● EXERCISE OBJECTIVE
In the trade adjustment assistance report, reproduce word for word the passage from "John J. Topoleski" up to and including "Readjustment Allowances (TRA)".

— START OF SELECTED PASSAGE —

Order Code RS22718
Updated January 28, 2008
Trade Adjustment Assistance for Workers
(TAA) and Alternative Trade Adjustment
Assistance for Older Workers (ATAA)
John J. Topoleski
Analyst in Income Security
Domestic Social Policy Division
Summary
Trade Adjustment Assistance for Workers (TAA) provides assistance to qualifying
workers who lose their jobs directly due to increased imports or shifts in production out
of the United States. Certified workers whose unemployment compensation has ended
and who are in approved training may receive Trade Readjustment Allowances (TRA)
for a maximum of 130 weeks. Some workers age 50 or older are eligible to receive
Alternative Trade Adjustment Assistance for Older Workers (ATAA). Both TAA- and
ATAA-eligible workers can receive a Health Coverage Tax Credit (HCTC). TAA and
ATAA were set to expire on September 30, 2007. On October 31, 2007, the House
approved H.R. 3920 by a vote of 264-137. This bill would reauthorize and expand TAA
and is awaiting Senate action. P.L. 110-161, signed on December 26, 2007, fully funds
TAA through September 30, 2008. The Department of Labor has indicated that this is
sufficient to continue the program, including issuing new certifications of eligible
workers. This report will be updated as legislative activity warrants.

— END OF SELECTED PASSAGE —
— START OF GIVEN RECORDS —

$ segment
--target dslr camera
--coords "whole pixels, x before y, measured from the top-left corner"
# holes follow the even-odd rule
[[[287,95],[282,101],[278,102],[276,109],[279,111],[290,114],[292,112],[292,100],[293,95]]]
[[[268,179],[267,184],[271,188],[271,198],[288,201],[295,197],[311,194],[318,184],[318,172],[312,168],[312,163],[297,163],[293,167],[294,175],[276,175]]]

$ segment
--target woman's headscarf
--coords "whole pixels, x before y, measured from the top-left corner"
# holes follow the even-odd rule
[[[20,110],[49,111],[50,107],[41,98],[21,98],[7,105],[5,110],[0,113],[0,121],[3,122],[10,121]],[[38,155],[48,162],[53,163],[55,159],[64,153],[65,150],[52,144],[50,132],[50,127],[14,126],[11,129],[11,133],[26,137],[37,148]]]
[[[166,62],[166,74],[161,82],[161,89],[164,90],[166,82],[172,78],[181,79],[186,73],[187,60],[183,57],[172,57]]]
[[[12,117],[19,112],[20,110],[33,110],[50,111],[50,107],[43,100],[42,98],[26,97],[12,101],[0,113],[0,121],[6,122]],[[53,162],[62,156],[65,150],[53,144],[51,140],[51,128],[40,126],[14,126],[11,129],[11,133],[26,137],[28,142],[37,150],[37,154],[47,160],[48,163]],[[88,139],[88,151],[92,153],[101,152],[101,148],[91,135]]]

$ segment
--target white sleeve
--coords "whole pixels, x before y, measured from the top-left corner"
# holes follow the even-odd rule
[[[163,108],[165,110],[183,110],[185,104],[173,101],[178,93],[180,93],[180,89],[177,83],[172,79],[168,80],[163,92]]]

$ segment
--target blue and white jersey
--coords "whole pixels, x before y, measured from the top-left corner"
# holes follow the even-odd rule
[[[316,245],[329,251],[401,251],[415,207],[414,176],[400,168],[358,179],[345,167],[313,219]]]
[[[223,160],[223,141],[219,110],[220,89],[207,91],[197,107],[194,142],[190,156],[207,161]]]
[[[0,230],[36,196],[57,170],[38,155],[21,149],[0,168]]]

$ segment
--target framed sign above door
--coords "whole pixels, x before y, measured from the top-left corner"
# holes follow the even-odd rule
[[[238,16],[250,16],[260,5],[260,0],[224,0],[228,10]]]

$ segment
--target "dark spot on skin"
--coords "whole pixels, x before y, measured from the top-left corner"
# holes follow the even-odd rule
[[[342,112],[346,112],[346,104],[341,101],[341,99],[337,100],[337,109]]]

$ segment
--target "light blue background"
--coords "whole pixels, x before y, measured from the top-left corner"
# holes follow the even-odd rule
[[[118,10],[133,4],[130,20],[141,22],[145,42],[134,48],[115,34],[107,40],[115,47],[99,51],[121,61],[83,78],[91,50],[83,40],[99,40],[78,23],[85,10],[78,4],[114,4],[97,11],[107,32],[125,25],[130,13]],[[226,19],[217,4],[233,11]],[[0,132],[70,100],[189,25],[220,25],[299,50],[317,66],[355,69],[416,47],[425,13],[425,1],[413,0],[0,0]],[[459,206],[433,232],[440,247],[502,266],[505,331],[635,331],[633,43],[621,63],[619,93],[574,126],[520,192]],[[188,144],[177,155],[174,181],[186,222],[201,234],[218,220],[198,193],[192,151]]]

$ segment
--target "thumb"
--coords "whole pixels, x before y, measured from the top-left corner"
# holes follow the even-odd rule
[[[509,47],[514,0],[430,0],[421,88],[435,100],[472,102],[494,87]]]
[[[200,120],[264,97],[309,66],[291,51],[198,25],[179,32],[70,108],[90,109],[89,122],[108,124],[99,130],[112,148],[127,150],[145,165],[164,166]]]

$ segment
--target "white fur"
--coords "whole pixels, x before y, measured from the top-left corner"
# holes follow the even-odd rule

— END OF GIVEN RECORDS —

● SOLUTION BELOW
John J. Topoleski
Analyst in Income Security
Domestic Social Policy Division
Summary
Trade Adjustment Assistance for Workers (TAA) provides assistance to qualifying
workers who lose their jobs directly due to increased imports or shifts in production out
of the United States. Certified workers whose unemployment compensation has ended
and who are in approved training may receive Trade Readjustment Allowances (TRA)